◆ Task directions: Reproduce the passage of the excerpt on Anthonomus eugenii from "North America: Canada" to "Carolina, Texas, Virginia)" word for word.

The main hosts of Anthonomus eugenii are cultivated Capsicum spp., including C. annuum and C. frutescens (Acosta et al., 1987) and some wild Capsicum spp. Capinera (2017) reports that tomatillo, Physalis philadelphica, is a moderately susceptible host. Other Solanaceae are also attacked, including aubergines (Solanum melongena) and many wild Solanum spp. (Patrock & Schuster, 1992).  Oviposition and larval development appear to be restricted to Capsicum and Solanum spp. Adults may also feed on other Solanaceae such as Datura stramonium, Nicotiana alata (Patrock & Schuster, 1992), Calibrachoa parviflora (syn. Petunia parviflora), Physalis pubescens, tomatoes (Solanum lycopersicum) and a variety of other plants (Elmore et al., 1934; Patrock & Schuster, 1992, Seal & Martin, 2016). Adults have been reported to feed on potato (Solanum tuberosum), but no oviposition has been observed on potato.

Host list: Capsicum annuum, Capsicum baccatum, Capsicum chinense, Capsicum frutescens, Capsicum, Datura stramonium, Nicotiana alata, Physalis philadelphica, Solanum americanum, Solanum aviculare, Solanum carolinense, Solanum elaeagnifolium, Solanum glaucophyllum, Solanum melongena, Solanum nigrum, Solanum pseudocapsicum, Solanum rostratum, Solanum umbelliferum, Solanum villosum, Solanum


A. eugenii originates from Mexico from where it has spread through Central America, the Caribbean, French Polynesia and Hawaii (Defra, 2020) and southern states of the USA in the first part of the 20th century.  

North America: Canada (Ontario), Mexico, United States of America (Arizona, California, Florida, Georgia, Hawaii, Louisiana, New Jersey, New Mexico, North Carolina, South Carolina, Texas, Virginia)
Central America and Caribbean: Belize, Costa Rica, Dominican Republic, El Salvador, Guatemala, Honduras, Jamaica, Nicaragua, Panama, Puerto Rico
Oceania: French Polynesia

BIOLOGY 2020-11-05

Egg to adult development time at 26-28°C was approximately 14 days in Capsicum annuum and Solanum americanum (Patrock & Schuster, 1992). In the laboratory, the egg stage took 3.6 days, the larval stage 9.5 days, the pupal stage 3.3 days and the adult stage 3.1 days (egg to adult 16.4 days) (Gordon & Armstrong, 1990). In Florida (USA), the egg takes 2.5-3 days, larva 6-12 days and pupa 3-6 days to develop. Adults are found throughout the year except for December and January. The adults usually spend the winter on weeds (wild Solanum species) or old pepper plants. No diapause has been observed (Elmore et al., 1934). Overwintering adults can live for 10 months, but adults only live for 2-3 months in the summer. Females lay approximately 5-7 eggs a day with a total of approximately 340-600 eggs in their lifetime. Eggs are deposited singly in the bud or fruit after the female has created an egg cavity with her mouthparts. She covers this cavity with a light brown anal secretion that hardens. The oviposition period is around 51 days (Toapanta, 2005). A. eugenii has several generations per year with the number of generations depending on the temperature (e.g. a two-week lifecycle at 27 °C, a three-week life cycle 21°C and a six-week lifecycle at 15°C). The optimum temperature for development is 30°C but declined at 33°C (Toapanta, 2005).

[Referring expression pointing data]
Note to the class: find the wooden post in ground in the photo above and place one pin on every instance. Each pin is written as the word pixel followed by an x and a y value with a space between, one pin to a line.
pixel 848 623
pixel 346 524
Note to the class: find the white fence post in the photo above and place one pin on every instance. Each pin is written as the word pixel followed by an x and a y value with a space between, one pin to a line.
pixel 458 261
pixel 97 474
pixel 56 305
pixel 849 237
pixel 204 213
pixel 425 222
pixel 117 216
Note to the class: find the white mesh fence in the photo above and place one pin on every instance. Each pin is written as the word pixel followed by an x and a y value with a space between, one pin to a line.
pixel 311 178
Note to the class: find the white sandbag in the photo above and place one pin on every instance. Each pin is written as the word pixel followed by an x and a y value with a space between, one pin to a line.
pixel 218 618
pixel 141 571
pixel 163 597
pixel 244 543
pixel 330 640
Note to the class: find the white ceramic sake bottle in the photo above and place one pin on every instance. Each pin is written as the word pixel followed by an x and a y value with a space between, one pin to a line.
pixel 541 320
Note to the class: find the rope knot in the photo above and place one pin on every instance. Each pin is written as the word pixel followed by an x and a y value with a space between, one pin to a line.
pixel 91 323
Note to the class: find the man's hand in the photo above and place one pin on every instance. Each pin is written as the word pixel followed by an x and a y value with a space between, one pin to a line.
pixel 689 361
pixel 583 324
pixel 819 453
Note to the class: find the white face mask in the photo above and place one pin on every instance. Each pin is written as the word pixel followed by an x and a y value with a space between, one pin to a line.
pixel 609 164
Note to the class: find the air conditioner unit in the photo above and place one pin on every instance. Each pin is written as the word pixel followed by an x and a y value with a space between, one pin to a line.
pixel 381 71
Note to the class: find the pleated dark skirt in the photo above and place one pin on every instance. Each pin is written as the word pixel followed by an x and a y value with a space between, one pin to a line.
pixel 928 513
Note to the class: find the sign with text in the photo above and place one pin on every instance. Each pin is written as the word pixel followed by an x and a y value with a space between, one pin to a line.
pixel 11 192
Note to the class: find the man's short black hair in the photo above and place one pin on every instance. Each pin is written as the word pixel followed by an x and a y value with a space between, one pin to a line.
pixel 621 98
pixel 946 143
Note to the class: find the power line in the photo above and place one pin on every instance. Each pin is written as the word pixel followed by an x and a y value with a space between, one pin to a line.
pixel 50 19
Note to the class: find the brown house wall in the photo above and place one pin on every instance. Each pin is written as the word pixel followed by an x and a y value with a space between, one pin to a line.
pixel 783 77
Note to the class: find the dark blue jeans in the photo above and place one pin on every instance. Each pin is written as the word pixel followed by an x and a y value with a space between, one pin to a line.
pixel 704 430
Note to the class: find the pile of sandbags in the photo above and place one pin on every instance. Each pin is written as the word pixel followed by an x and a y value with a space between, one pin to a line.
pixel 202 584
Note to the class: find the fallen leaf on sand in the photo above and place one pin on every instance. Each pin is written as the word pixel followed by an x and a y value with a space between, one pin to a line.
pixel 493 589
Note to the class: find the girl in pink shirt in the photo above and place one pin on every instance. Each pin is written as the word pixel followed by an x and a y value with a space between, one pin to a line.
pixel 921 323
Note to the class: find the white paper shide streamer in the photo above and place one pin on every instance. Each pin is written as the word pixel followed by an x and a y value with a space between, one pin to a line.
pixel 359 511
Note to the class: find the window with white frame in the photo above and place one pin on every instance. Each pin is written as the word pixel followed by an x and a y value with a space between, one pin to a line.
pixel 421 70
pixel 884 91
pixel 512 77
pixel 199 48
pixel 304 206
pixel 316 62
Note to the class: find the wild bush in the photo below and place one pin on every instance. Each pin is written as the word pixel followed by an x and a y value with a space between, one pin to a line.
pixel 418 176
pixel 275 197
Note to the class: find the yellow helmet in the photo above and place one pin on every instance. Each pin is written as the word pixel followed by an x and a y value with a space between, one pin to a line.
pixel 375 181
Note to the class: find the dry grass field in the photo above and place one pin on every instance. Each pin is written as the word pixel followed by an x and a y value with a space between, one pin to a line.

◆ Task result:
North America: Canada (Ontario), Mexico, United States of America (Arizona, California, Florida, Georgia, Hawaii, Louisiana, New Jersey, New Mexico, North Carolina, South Carolina, Texas, Virginia)